** BEGIN **
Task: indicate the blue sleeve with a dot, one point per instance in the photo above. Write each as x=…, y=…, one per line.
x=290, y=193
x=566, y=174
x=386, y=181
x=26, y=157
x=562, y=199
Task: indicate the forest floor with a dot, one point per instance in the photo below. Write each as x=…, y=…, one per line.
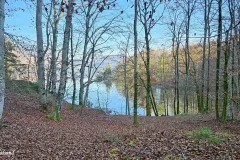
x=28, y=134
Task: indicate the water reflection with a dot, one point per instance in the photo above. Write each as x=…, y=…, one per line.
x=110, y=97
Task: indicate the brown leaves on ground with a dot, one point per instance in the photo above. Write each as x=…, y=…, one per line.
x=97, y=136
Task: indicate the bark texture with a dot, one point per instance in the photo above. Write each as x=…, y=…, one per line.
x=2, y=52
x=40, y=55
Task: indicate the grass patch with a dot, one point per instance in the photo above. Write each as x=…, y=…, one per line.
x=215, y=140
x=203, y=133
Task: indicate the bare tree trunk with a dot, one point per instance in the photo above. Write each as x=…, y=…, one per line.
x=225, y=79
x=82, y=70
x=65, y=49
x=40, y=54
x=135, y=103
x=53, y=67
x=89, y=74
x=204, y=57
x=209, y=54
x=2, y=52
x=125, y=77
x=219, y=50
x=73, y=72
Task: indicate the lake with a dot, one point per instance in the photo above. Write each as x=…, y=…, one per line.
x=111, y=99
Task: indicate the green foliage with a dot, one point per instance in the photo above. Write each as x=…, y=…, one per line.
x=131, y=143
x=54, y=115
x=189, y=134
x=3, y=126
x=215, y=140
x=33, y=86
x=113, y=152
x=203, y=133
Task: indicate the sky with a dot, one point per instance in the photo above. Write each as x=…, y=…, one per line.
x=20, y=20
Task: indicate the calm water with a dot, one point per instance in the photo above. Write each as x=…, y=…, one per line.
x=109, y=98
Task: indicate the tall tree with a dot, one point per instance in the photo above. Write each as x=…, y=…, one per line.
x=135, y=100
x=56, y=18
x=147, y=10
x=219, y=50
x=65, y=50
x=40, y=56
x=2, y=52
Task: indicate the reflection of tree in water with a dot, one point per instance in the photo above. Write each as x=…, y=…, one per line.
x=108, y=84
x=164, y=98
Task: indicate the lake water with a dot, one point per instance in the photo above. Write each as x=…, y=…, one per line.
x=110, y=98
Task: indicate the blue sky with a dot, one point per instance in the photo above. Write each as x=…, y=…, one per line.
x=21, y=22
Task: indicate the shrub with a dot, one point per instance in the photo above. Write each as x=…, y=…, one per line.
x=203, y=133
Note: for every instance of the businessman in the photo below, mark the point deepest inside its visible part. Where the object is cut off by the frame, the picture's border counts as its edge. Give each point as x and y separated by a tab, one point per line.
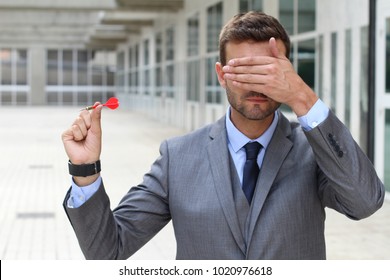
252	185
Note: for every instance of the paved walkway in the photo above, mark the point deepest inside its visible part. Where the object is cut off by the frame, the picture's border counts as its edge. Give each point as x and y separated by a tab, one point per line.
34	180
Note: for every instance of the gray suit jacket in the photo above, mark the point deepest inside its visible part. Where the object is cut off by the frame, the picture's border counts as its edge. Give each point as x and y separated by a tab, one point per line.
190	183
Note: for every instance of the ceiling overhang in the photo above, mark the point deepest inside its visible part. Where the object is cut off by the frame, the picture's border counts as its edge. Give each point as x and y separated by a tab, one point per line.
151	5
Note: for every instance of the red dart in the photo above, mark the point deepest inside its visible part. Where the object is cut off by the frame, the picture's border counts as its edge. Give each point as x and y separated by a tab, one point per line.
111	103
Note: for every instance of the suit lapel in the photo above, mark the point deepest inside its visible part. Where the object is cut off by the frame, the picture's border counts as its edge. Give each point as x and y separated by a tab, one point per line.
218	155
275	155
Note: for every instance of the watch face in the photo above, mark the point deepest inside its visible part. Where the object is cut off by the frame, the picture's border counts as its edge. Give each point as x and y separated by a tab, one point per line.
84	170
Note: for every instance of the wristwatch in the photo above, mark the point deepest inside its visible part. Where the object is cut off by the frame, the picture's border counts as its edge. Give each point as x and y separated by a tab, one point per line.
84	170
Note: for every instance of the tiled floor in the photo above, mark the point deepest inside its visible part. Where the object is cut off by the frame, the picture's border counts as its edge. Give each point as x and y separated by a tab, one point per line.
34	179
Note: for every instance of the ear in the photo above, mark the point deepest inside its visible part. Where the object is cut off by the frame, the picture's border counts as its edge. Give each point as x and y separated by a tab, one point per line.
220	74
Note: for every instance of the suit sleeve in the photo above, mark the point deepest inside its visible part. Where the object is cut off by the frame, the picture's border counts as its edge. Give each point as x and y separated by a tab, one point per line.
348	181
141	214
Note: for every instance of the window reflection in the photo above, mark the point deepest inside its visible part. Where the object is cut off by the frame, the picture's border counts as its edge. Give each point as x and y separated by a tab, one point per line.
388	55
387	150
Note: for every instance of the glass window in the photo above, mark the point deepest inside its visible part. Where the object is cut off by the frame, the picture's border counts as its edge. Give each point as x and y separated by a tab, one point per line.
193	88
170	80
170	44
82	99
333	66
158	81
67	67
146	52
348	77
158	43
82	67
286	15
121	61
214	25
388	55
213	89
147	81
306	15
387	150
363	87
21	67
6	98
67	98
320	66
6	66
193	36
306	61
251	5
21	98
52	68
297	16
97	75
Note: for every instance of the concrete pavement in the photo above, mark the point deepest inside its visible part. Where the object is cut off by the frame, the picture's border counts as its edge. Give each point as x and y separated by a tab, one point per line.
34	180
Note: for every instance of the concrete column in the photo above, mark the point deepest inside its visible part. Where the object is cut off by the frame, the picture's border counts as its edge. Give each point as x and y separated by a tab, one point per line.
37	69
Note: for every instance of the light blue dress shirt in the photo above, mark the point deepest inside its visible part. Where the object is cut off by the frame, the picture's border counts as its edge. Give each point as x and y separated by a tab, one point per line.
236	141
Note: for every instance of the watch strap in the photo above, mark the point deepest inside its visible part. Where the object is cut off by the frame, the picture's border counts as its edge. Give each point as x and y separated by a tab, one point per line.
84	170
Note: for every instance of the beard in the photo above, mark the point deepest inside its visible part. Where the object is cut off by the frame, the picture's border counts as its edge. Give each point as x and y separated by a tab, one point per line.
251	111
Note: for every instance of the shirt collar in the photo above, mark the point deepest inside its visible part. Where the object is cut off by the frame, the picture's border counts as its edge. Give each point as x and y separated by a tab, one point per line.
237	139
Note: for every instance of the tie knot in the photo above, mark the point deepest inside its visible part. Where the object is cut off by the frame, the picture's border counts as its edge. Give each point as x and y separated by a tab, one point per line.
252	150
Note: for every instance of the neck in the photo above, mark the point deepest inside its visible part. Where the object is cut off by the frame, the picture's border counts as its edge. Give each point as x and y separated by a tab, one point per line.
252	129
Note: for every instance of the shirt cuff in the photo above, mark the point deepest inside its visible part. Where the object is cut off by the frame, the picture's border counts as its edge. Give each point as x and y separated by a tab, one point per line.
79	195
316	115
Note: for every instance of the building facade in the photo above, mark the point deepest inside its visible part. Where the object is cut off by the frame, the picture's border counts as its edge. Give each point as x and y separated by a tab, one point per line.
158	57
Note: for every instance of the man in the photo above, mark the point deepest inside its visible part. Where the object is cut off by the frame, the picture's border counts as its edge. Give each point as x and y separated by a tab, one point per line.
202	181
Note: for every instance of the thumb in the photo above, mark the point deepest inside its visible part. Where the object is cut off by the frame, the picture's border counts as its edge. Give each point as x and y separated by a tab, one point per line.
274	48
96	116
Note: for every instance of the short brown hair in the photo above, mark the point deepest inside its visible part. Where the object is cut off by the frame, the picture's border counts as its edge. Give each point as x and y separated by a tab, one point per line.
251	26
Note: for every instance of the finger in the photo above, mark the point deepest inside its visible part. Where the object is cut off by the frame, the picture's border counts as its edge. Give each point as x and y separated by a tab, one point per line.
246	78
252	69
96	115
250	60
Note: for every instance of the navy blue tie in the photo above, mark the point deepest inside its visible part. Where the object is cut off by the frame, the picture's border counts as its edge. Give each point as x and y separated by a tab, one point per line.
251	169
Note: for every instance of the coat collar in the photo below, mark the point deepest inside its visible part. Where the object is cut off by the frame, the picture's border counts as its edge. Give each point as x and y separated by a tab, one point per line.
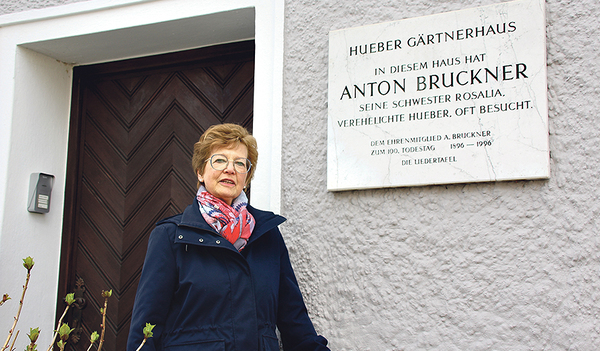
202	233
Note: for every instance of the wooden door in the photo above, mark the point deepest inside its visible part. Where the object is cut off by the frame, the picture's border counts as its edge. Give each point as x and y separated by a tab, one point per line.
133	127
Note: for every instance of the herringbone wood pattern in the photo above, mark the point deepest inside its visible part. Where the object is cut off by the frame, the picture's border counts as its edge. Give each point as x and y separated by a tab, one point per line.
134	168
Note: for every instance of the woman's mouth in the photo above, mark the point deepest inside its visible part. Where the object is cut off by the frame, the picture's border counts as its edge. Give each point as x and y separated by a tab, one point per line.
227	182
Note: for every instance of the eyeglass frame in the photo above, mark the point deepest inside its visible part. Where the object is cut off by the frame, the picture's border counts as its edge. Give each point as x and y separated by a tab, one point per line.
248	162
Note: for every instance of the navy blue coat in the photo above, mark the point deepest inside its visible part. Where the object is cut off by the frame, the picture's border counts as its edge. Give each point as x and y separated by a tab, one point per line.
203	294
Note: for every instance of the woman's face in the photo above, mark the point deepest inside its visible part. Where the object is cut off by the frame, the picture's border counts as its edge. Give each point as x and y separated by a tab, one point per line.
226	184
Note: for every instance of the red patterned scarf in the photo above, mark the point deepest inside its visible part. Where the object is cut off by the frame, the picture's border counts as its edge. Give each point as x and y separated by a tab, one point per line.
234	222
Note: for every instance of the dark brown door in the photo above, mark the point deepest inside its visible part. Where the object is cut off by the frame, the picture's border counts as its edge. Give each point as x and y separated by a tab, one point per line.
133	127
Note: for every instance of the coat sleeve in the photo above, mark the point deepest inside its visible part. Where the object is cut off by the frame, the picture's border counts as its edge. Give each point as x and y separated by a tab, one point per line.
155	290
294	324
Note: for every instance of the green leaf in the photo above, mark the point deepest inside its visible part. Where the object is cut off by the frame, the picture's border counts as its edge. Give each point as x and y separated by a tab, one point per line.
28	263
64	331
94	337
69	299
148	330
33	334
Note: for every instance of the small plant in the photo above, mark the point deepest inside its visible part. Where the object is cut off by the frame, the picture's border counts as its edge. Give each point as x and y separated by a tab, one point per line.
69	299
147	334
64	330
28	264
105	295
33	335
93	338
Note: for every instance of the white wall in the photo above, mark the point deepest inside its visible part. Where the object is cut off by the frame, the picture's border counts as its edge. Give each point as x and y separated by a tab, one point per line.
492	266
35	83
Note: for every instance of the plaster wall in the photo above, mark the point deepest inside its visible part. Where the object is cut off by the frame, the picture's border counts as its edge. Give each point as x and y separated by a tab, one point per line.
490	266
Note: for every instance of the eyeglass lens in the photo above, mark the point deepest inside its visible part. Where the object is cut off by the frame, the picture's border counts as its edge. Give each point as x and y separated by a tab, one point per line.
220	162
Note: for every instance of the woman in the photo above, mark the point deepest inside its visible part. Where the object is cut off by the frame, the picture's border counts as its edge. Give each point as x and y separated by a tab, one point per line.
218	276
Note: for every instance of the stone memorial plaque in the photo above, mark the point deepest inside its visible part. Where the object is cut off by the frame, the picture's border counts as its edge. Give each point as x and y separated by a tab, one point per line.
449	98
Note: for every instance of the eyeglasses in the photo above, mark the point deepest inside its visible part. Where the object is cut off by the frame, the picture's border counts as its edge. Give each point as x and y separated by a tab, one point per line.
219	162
** END **
Do this: Arrange the stretch of the listing above from the line containing "Task: indicate the forest" through the line containing "x=97, y=136" as a JSON list of strings, one per line, with blank lines omitted. Leave out any pictures.

Answer:
[
  "Task: indicate the forest floor with a dot, one point per instance in the photo below. Write each as x=…, y=…, one per line.",
  "x=28, y=134",
  "Task: indicate the water reflection with a dot, one point per instance in the photo above. Write each as x=…, y=…, one per line.",
  "x=110, y=97",
  "Task: indicate the brown leaves on ground with a dot, one point per instance in the photo above. Write each as x=…, y=…, one per line.",
  "x=97, y=136"
]